### Bloc de texte

+---+

Comme à son habitude Ian Bogost tape juste. Les vendeurs nous promettent que nos machines vont nous simplifier la vie, pourtant, elles n’y arrivent toujours pas, constate-t-il en voyant que Siri ne veut toujours pas lui donner la direction pour le magasin de bricolage Lowe le plus proche, mais lui propose plutôt de l’amener à 1300 km de chez lui, chez un contact qui a ce terme dans son adresse. Quand on demande à Siri de trouver des fichiers sur son ordinateur, il nous montre comment ouvrir le gestionnaire de fichier pour nous laisser faire. Quand on lui demande des photos du barbecue, il va les chercher sur le net plutôt que de regarder dans nos bibliothèques d’images. 

Avec l’IA, pourtant, tout le monde nous dit que nos ordinateurs vont devenir plus intelligents, raille Bogost. « Pendant des années, on nous a dit que les interactions fluides avec nos appareils finiraient par se généraliser. Aujourd’hui, nous constatons le peu de progrès accomplis vers cet objectif »

+---+

### Documents sources

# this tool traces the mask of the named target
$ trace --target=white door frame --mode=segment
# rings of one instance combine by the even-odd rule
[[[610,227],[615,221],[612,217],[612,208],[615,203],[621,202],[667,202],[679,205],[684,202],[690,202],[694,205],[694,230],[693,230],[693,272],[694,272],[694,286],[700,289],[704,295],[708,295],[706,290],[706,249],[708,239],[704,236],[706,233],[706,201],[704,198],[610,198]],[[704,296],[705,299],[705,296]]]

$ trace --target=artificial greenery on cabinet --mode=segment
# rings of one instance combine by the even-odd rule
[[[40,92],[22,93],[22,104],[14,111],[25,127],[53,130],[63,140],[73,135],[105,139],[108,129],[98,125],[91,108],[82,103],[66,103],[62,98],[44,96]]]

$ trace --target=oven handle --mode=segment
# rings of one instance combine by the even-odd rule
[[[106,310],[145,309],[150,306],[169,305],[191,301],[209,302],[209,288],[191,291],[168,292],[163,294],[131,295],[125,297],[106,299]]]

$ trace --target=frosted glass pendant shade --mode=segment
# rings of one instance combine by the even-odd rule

+---+

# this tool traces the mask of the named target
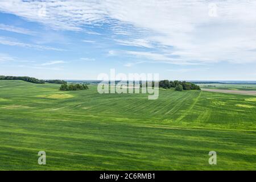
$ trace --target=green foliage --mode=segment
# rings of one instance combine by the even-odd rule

+---+

### Travail à faire
1. Recopiez fidèlement le passage du texte sur Siri allant de « Comme à son » jusqu'à « nos bibliothèques d’images. ».
2. Répondez brièvement à ces questions sur le texte sur Siri :
(a) À quelle distance de chez lui Siri propose-t-il d'amener Bogost ?
(b) Où Siri va-t-il chercher les photos du barbecue ?
(c) Avec l'IA, que devraient devenir nos ordinateurs, d'après ce que tout le monde nous dit ?
3. Poursuivez le texte sur Siri à partir de sa dernière phrase.

### Réponses par consigne
1.
Comme à son habitude Ian Bogost tape juste. Les vendeurs nous promettent que nos machines vont nous simplifier la vie, pourtant, elles n’y arrivent toujours pas, constate-t-il en voyant que Siri ne veut toujours pas lui donner la direction pour le magasin de bricolage Lowe le plus proche, mais lui propose plutôt de l’amener à 1300 km de chez lui, chez un contact qui a ce terme dans son adresse. Quand on demande à Siri de trouver des fichiers sur son ordinateur, il nous montre comment ouvrir le gestionnaire de fichier pour nous laisser faire. Quand on lui demande des photos du barbecue, il va les chercher sur le net plutôt que de regarder dans nos bibliothèques d’images.

2.
(a) À 1300 km de chez lui.
(b) Sur le net, plutôt que dans nos bibliothèques d'images.
(c) Plus intelligents.

3.
« L’intelligence artificielle d’Apple – en réalité, l’IA générative dans son ensemble – met en lumière une triste réalité. L’histoire des interfaces d’ordinateurs personnels est elle aussi une histoire de déceptions ». On est passé des commandes ésotériques pour retrouver des fichiers à l’arborescence des répertoires. Mais ce progrès nous a surtout conduit à crouler sous les données. Certes, on trouve bien mieux ce qu’on cherche en ligne que dans nos propres données. Mais ChatGPT est toujours incapable de vous aider à décrypter notre boîte de réception ou nos fichiers. Apple Intelligence ou Google continuent de s’y essayer. Mais l’un comme l’autre sont plus obsédés par ce qui se trouve en ligne que par ce que l’utilisateur met de côté sur sa machine. « Utiliser un ordinateur pour naviguer entre mon travail et ma vie personnelle reste étrangement difficile. Les calendriers ne se synchronisent pas correctement. La recherche d’e-mails ne fonctionne toujours pas correctement, pour une raison inconnue. Les fichiers sont dispersés partout, dans diverses applications et services, et qui sait où ? Si les informaticiens ne parviennent même pas à faire fonctionner efficacement des machines informatiques par l’IA, personne ne croira jamais qu’ils peuvent le faire pour quoi que ce soit, et encore moins pour tout le reste ».